## Given instruction
State how many lines in the entries below contain the string "fingers". Reply with the number alone.

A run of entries
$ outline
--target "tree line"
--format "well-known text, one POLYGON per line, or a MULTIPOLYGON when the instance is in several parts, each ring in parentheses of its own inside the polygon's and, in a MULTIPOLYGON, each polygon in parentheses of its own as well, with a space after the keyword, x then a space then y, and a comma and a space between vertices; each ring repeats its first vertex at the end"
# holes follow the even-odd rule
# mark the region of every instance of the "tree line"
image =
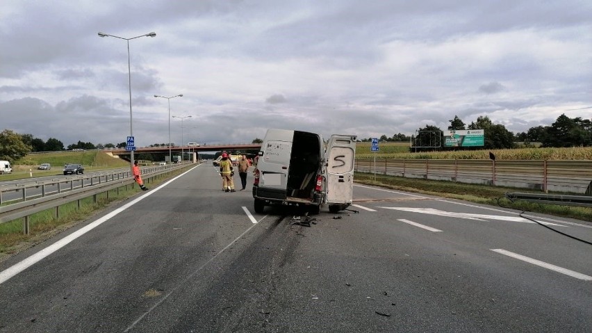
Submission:
MULTIPOLYGON (((590 147, 592 146, 592 122, 591 120, 582 119, 580 117, 570 118, 565 114, 557 117, 554 122, 548 126, 537 126, 530 128, 527 132, 519 132, 514 134, 508 131, 505 126, 494 124, 488 116, 479 116, 475 122, 468 125, 458 117, 448 120, 450 125, 447 129, 450 130, 484 130, 484 143, 483 147, 465 149, 511 149, 518 147, 516 143, 520 143, 520 147, 533 147, 533 143, 540 143, 543 147, 590 147)), ((444 150, 443 145, 436 143, 443 142, 443 133, 441 129, 434 125, 426 125, 418 129, 416 135, 411 136, 397 133, 388 137, 382 135, 378 139, 385 142, 430 142, 434 147, 422 148, 416 150, 444 150), (439 135, 438 134, 439 133, 439 135)), ((371 138, 361 139, 362 142, 370 142, 371 138)))
MULTIPOLYGON (((468 125, 457 115, 450 120, 450 125, 447 130, 483 129, 485 132, 484 147, 466 147, 463 149, 507 149, 517 147, 516 143, 522 143, 520 147, 532 147, 532 143, 540 143, 544 147, 590 147, 592 146, 592 121, 582 119, 580 117, 570 118, 565 114, 557 117, 554 122, 548 126, 537 126, 530 128, 526 132, 516 134, 506 129, 500 124, 494 124, 488 116, 479 116, 477 120, 468 125)), ((417 130, 417 135, 408 136, 402 133, 394 134, 390 137, 382 135, 379 138, 386 142, 414 142, 434 141, 434 143, 443 142, 443 132, 438 127, 426 125, 417 130)), ((362 142, 371 141, 371 138, 361 139, 362 142)), ((261 143, 258 138, 253 140, 253 143, 261 143)), ((173 144, 172 144, 174 145, 173 144)), ((94 149, 101 148, 124 148, 125 142, 116 145, 113 143, 94 145, 92 143, 79 141, 76 143, 64 147, 63 143, 55 138, 49 138, 46 141, 35 138, 32 134, 19 134, 10 129, 0 132, 0 159, 14 161, 30 152, 60 152, 76 149, 94 149)), ((443 145, 432 145, 438 147, 415 149, 418 150, 444 150, 459 149, 457 147, 445 148, 443 145)), ((167 146, 165 143, 155 143, 150 147, 167 146)))

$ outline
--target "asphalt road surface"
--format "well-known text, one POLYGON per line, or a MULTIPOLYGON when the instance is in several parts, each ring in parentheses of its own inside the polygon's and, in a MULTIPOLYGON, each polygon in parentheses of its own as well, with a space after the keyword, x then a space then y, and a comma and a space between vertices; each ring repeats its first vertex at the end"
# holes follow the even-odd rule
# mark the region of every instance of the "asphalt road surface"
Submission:
POLYGON ((201 165, 0 263, 0 332, 592 332, 592 245, 519 212, 356 185, 309 227, 249 177, 201 165))

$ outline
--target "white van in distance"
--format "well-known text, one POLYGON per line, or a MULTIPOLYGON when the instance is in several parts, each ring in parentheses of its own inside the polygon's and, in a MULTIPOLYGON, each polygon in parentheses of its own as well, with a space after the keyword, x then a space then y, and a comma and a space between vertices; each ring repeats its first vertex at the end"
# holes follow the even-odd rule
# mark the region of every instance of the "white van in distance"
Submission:
POLYGON ((13 167, 10 166, 10 162, 8 161, 0 161, 0 174, 3 173, 10 173, 13 172, 13 167))
POLYGON ((356 136, 333 135, 327 148, 320 134, 268 129, 257 156, 254 209, 265 205, 304 206, 336 213, 352 204, 356 136))

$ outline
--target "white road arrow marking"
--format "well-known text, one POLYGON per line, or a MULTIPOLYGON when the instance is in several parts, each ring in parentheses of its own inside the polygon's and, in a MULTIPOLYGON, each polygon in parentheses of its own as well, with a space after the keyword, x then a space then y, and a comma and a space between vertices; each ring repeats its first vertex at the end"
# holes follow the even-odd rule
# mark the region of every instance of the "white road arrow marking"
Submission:
MULTIPOLYGON (((393 209, 395 211, 409 211, 411 213, 420 213, 422 214, 437 215, 439 216, 447 216, 450 218, 464 218, 467 220, 475 220, 478 221, 485 221, 487 220, 498 220, 500 221, 509 222, 520 222, 522 223, 534 223, 527 218, 520 216, 505 216, 501 215, 487 215, 487 214, 477 214, 473 213, 455 213, 454 211, 445 211, 433 208, 413 208, 413 207, 378 207, 385 209, 393 209)), ((556 225, 559 227, 567 227, 566 225, 557 225, 549 222, 538 221, 538 222, 547 225, 556 225)))

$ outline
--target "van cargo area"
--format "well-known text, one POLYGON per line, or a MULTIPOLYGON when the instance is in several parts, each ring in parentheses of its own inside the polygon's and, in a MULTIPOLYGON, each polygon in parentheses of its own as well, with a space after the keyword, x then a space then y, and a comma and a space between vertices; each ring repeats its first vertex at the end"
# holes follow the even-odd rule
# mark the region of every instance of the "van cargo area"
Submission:
POLYGON ((313 201, 316 174, 320 172, 318 136, 307 132, 294 131, 290 168, 288 172, 286 196, 313 201))

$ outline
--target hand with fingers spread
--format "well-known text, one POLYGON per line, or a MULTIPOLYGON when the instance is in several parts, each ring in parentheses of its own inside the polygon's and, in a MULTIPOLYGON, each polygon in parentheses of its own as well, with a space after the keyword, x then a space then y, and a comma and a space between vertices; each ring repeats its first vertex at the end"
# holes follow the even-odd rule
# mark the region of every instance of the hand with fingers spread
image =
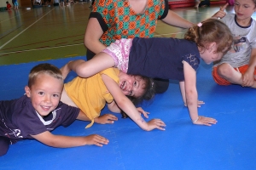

## Response
2